=== Material provided ===

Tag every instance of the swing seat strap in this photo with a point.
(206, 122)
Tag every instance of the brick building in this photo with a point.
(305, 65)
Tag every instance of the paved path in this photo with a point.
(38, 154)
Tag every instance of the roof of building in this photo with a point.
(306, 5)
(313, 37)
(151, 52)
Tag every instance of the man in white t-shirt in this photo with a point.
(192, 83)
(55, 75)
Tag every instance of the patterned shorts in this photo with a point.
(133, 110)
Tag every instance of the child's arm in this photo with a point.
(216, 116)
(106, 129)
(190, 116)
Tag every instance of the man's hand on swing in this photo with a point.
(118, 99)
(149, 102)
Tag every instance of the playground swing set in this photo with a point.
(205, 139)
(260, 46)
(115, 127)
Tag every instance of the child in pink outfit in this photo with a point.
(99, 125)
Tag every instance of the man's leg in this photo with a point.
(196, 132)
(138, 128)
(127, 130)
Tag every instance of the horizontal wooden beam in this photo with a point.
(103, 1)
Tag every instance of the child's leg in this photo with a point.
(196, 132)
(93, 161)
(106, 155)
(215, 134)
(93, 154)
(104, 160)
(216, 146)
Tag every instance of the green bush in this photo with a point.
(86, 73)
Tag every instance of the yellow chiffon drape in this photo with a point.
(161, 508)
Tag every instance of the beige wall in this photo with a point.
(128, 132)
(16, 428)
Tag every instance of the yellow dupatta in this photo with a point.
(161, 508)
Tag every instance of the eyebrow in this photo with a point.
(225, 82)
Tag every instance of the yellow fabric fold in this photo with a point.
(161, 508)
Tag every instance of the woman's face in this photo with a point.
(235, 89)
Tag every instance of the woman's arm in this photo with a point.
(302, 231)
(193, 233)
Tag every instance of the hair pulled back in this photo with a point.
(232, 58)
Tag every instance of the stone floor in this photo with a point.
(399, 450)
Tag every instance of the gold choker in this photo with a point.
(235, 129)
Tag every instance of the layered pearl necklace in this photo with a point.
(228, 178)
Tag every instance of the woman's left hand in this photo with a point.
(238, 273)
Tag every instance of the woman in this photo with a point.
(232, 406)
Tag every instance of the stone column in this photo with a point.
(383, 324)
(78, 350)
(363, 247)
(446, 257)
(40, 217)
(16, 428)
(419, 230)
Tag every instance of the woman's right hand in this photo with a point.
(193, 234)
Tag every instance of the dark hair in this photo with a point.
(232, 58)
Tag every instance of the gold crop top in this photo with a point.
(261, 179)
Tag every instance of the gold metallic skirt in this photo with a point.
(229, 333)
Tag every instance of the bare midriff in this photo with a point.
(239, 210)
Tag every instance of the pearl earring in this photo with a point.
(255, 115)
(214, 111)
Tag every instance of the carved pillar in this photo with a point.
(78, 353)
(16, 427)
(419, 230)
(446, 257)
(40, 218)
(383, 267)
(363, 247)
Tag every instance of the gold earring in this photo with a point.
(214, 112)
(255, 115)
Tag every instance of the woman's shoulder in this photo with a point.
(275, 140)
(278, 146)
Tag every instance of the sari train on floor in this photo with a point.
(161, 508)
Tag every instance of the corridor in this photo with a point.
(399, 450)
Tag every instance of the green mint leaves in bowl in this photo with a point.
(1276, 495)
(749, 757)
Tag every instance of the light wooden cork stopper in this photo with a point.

===

Output the line containing "Tag every instance of the gold crop" and all lines after it to the end of the records, exactly as given.

Tag every instance of the gold crop top in this photo with a point.
(261, 179)
Tag every instance of the gold metallic skirt in this photo with a point.
(229, 333)
Tag every instance of the bare midriff in this photo with a point.
(239, 210)
Tag every instance of the pearl earring in this photo with a point.
(255, 115)
(214, 111)
Tag every instance of the carved pillar in this photo with a point.
(78, 353)
(16, 427)
(419, 230)
(446, 257)
(40, 218)
(383, 267)
(363, 247)
Tag every instance of the gold earring in this photo with a point.
(214, 112)
(255, 115)
Tag every instance of the woman's shoulder in this photo with a point.
(275, 140)
(278, 146)
Tag every instance of the sari train on floor in this photo with a point.
(161, 508)
Tag every instance of the corridor in this photo with a point.
(399, 450)
Tag every instance of the green mint leaves in bowl in this photo with a point.
(1276, 495)
(749, 757)
Tag every instance of the light wooden cork stopper in this photo with a point.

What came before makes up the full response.